* Given task
Lay out the records below as a numbered list, beginning at their first line and stopping after the line that contains "x=547, y=385". Skip blank lines and leave the pictures out.

* Dataset content
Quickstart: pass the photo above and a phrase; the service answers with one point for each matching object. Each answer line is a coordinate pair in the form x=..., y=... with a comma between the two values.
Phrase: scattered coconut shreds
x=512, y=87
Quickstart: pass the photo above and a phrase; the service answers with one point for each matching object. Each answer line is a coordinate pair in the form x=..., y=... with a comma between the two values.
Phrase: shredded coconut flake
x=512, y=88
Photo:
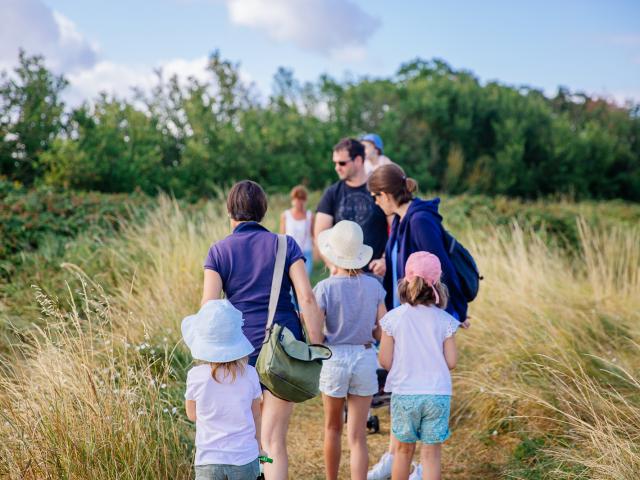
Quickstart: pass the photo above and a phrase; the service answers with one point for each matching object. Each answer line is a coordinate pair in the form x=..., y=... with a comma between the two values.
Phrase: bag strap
x=276, y=281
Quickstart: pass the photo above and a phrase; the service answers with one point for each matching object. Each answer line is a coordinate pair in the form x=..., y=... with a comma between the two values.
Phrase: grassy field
x=547, y=385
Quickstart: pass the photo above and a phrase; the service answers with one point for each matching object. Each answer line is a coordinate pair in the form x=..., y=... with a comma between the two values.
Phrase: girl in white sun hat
x=353, y=303
x=223, y=394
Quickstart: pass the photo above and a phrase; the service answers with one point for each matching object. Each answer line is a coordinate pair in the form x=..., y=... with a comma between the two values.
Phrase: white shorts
x=350, y=370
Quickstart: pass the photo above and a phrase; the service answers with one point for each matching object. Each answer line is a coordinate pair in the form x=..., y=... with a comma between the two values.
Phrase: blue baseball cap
x=375, y=139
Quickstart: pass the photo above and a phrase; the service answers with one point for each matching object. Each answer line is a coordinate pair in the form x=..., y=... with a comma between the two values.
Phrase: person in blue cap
x=373, y=152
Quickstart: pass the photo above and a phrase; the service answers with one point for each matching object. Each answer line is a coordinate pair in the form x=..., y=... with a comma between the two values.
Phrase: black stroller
x=380, y=399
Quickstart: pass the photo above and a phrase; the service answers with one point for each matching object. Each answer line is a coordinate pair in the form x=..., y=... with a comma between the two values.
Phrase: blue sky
x=590, y=46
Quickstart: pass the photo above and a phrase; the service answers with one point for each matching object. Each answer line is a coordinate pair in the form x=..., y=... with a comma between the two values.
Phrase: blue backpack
x=465, y=266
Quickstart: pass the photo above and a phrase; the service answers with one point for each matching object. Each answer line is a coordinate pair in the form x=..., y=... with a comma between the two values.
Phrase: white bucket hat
x=214, y=334
x=342, y=245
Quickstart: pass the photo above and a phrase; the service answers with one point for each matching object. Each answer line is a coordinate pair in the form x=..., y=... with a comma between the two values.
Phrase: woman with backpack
x=417, y=226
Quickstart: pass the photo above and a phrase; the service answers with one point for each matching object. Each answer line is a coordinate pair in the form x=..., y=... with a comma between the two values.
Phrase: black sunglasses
x=342, y=164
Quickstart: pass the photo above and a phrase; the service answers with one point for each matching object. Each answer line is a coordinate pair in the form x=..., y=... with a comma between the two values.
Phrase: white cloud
x=119, y=80
x=34, y=27
x=337, y=28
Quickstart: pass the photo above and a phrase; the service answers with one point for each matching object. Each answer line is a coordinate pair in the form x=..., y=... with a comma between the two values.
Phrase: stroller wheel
x=373, y=424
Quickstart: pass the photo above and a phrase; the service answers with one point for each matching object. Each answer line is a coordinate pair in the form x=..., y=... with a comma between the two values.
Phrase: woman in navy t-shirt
x=242, y=266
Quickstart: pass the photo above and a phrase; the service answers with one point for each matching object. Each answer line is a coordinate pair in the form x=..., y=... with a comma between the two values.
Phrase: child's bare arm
x=450, y=352
x=386, y=351
x=190, y=407
x=377, y=331
x=257, y=419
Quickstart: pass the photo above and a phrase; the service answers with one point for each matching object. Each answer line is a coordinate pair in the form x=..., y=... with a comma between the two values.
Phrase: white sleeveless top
x=300, y=230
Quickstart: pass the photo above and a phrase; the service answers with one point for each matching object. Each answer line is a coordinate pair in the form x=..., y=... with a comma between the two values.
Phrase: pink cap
x=426, y=266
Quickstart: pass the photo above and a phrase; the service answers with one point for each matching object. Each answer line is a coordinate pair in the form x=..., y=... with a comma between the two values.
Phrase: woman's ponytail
x=412, y=185
x=391, y=179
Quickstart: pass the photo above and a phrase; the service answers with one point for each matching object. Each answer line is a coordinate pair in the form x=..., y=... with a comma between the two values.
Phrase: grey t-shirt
x=351, y=305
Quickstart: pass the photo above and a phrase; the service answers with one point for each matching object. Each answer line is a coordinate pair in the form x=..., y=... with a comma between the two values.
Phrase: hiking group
x=394, y=299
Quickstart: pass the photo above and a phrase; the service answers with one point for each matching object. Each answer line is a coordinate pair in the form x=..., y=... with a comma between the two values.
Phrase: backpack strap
x=276, y=281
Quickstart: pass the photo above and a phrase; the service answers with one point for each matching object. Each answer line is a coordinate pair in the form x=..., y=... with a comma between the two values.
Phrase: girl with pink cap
x=418, y=349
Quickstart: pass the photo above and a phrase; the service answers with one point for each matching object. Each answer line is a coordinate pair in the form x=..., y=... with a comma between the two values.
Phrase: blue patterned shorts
x=423, y=418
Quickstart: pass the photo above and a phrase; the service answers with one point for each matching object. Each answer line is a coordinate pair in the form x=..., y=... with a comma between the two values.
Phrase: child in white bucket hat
x=223, y=394
x=353, y=303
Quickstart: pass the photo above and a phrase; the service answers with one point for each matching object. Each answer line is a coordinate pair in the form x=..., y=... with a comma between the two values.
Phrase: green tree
x=31, y=116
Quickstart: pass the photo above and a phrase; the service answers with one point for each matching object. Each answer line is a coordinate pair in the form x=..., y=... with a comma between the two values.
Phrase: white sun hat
x=214, y=334
x=343, y=245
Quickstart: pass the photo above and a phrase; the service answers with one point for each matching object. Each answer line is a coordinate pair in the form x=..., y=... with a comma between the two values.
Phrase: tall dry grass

* Result for this task
1. Quickstart: pass the photo above and a phrase; the service answers with one point for each matching object. Each answer line is a coordinate pair in the form x=..., y=... with a comma between the two values.
2. Phrase: scattered coconut shreds
3. x=512, y=87
4. Quickstart: pass the photo above and a phrase; the service answers with one point for each matching object. Each answer line is a coordinate pair in the form x=..., y=... with a comma between the two values.
5. Phrase: shredded coconut flake
6. x=512, y=88
7. Photo:
8. Quickstart: pass the photo above and a phrase; the service answers with one point for each matching object. Each answer line is a coordinate pair in the form x=..., y=... with a comma between the two values.
9. Phrase: bag strap
10. x=276, y=281
11. Quickstart: pass the photo above and a phrase; the service answers with one point for each matching object. Each answer line is a coordinate pair in the form x=..., y=... with a comma between the two values.
12. Phrase: grassy field
13. x=547, y=385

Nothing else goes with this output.